Objective:
Please start at the line that contains "Note: mark the cow neck" and continue through the last of the lines, writing each one out again and shifting the coordinates by adding 136 to every number in them.
━━━ Given records ━━━
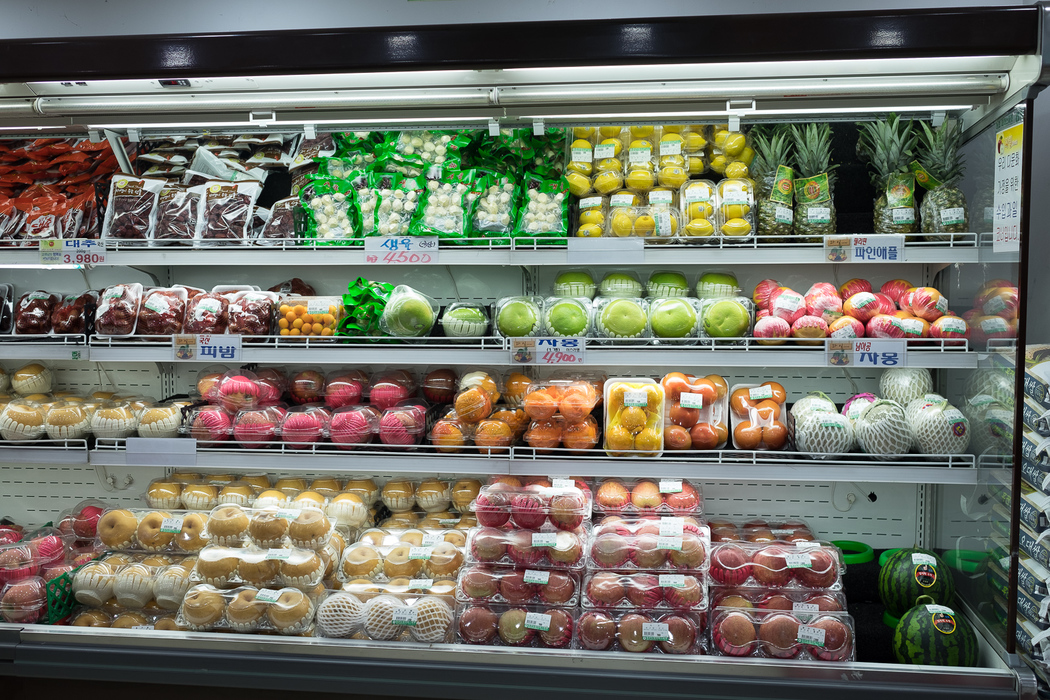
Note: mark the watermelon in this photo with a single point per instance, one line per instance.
(935, 635)
(912, 572)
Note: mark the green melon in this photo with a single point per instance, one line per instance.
(935, 635)
(910, 573)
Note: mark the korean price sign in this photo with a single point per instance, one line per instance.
(206, 347)
(401, 251)
(548, 351)
(881, 248)
(866, 353)
(1006, 199)
(71, 251)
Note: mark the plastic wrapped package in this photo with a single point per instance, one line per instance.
(512, 586)
(152, 530)
(634, 418)
(75, 314)
(804, 564)
(403, 611)
(554, 549)
(608, 590)
(756, 417)
(782, 635)
(287, 611)
(565, 507)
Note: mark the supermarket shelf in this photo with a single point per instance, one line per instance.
(44, 451)
(462, 671)
(526, 461)
(491, 351)
(507, 251)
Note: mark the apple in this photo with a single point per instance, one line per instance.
(728, 318)
(518, 318)
(624, 318)
(772, 330)
(672, 318)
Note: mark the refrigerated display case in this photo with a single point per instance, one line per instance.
(978, 68)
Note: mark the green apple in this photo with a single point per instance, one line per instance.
(716, 284)
(621, 284)
(518, 318)
(668, 284)
(727, 319)
(672, 318)
(624, 318)
(408, 316)
(567, 318)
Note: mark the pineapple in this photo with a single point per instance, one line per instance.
(813, 156)
(772, 149)
(888, 147)
(943, 208)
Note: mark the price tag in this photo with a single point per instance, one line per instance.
(655, 632)
(532, 576)
(635, 398)
(670, 486)
(544, 538)
(671, 527)
(72, 251)
(420, 553)
(866, 353)
(268, 595)
(406, 617)
(410, 250)
(610, 250)
(812, 636)
(204, 347)
(538, 621)
(548, 351)
(173, 525)
(691, 400)
(669, 543)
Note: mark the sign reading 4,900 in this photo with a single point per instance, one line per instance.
(401, 251)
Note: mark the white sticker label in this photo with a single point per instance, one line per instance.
(671, 527)
(538, 621)
(906, 215)
(952, 216)
(672, 580)
(812, 636)
(544, 538)
(171, 525)
(670, 148)
(655, 632)
(635, 398)
(406, 616)
(919, 557)
(760, 393)
(670, 486)
(669, 543)
(420, 553)
(268, 595)
(692, 400)
(533, 576)
(819, 215)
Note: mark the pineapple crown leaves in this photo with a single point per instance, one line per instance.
(939, 151)
(887, 146)
(813, 150)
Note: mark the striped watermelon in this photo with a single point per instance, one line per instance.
(910, 573)
(935, 635)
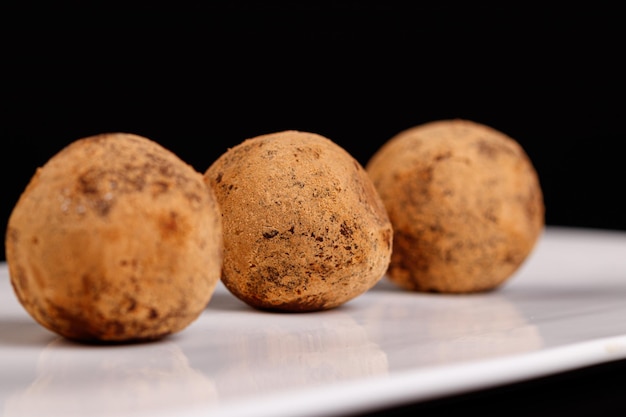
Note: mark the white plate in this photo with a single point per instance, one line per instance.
(565, 308)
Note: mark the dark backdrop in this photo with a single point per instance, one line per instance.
(200, 80)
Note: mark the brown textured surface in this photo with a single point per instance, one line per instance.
(304, 228)
(115, 239)
(465, 203)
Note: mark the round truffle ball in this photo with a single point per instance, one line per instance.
(465, 203)
(304, 228)
(115, 239)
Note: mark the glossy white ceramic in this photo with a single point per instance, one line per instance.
(565, 308)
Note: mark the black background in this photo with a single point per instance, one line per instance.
(201, 79)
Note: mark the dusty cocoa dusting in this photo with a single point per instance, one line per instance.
(304, 227)
(115, 239)
(465, 203)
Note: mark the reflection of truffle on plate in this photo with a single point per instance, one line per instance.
(111, 381)
(465, 203)
(115, 239)
(304, 228)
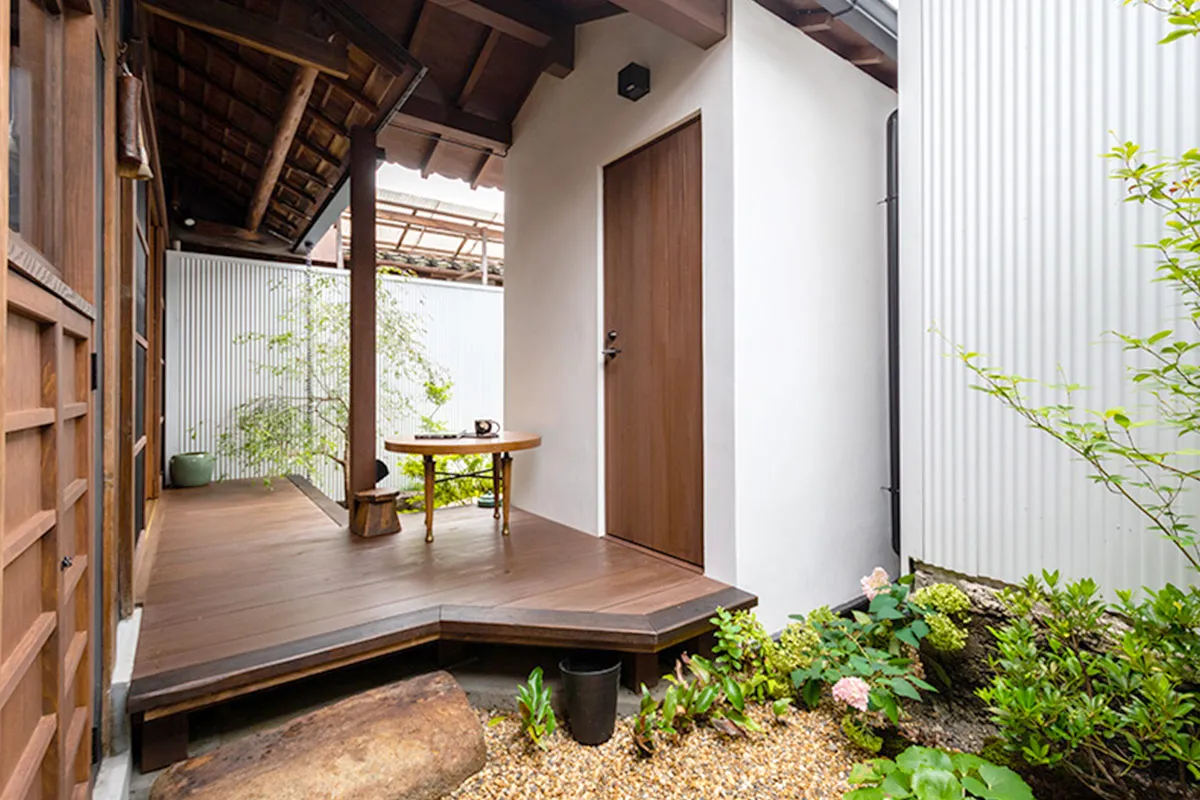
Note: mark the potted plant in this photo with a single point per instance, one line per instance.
(192, 468)
(591, 681)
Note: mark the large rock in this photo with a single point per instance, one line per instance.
(413, 740)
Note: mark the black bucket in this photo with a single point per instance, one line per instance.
(591, 681)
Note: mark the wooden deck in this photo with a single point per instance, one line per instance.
(252, 588)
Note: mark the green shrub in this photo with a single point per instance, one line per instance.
(795, 650)
(744, 651)
(929, 774)
(702, 696)
(876, 647)
(861, 734)
(1073, 693)
(534, 709)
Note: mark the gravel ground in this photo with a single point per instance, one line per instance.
(804, 758)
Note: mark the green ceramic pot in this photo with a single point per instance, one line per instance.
(191, 469)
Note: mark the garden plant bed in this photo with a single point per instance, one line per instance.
(808, 758)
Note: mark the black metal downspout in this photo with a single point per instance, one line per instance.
(893, 202)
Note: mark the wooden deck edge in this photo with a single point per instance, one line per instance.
(322, 500)
(192, 687)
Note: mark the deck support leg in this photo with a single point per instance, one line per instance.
(639, 668)
(507, 480)
(497, 487)
(161, 741)
(430, 493)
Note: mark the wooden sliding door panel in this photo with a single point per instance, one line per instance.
(654, 385)
(45, 542)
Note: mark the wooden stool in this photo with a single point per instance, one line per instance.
(375, 512)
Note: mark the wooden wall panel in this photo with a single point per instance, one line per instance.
(45, 542)
(46, 468)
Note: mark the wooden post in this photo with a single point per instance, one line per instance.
(363, 312)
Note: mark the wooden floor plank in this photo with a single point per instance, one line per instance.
(245, 575)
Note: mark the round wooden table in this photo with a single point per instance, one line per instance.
(501, 447)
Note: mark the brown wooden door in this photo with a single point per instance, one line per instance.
(654, 386)
(45, 571)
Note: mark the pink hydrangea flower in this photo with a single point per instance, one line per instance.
(853, 692)
(875, 583)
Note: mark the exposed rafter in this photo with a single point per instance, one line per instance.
(700, 22)
(285, 132)
(527, 22)
(372, 41)
(478, 66)
(257, 31)
(453, 124)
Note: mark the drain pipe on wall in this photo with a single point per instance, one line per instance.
(893, 202)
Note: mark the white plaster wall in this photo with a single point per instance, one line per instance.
(811, 313)
(565, 134)
(795, 295)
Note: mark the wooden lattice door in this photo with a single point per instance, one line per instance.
(46, 581)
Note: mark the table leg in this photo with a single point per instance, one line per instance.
(430, 469)
(496, 486)
(507, 480)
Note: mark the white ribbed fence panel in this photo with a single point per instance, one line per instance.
(1015, 242)
(213, 300)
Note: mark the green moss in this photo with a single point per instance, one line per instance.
(947, 623)
(859, 734)
(943, 635)
(822, 615)
(946, 599)
(795, 649)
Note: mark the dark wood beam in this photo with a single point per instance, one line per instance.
(195, 73)
(700, 22)
(478, 66)
(453, 124)
(285, 132)
(867, 56)
(361, 435)
(429, 164)
(814, 22)
(226, 126)
(232, 53)
(481, 168)
(257, 31)
(515, 18)
(369, 38)
(527, 22)
(420, 30)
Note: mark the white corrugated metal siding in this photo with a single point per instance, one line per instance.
(213, 300)
(1014, 242)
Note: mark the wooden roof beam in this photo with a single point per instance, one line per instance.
(527, 22)
(257, 31)
(195, 73)
(478, 66)
(451, 124)
(867, 56)
(369, 38)
(285, 132)
(814, 22)
(481, 168)
(700, 22)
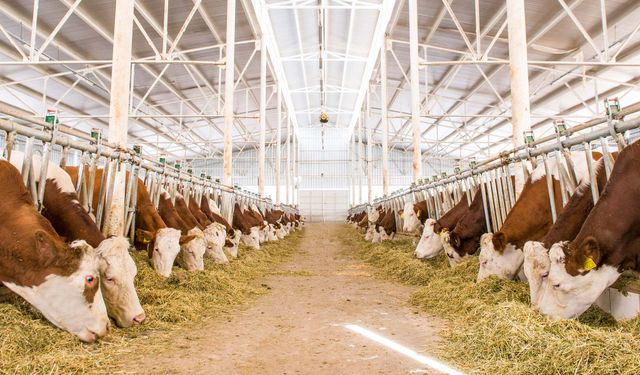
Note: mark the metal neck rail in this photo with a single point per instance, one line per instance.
(493, 177)
(157, 176)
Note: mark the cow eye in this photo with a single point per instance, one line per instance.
(90, 280)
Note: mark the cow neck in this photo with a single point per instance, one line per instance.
(615, 220)
(569, 222)
(20, 262)
(470, 227)
(169, 215)
(530, 217)
(422, 208)
(450, 219)
(68, 217)
(147, 217)
(241, 221)
(198, 214)
(185, 213)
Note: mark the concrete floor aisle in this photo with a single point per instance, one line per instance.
(300, 327)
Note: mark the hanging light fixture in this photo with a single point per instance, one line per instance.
(324, 117)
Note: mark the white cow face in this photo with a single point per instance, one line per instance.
━━━
Complete response:
Note: mark the cow neck in this photo with a single point per instance, one line per instance.
(751, 356)
(705, 358)
(156, 398)
(606, 363)
(305, 351)
(666, 353)
(558, 344)
(586, 355)
(204, 353)
(283, 353)
(377, 357)
(334, 350)
(321, 349)
Note: mark the concrete floor aisle in this photo with a single point per instance, one line per instance.
(436, 463)
Note: mark the hanging light fixture in this photo with a single point per instance, one line per instance.
(460, 253)
Note: mark the white cow face in this photo with a single point per instance, one line per instance.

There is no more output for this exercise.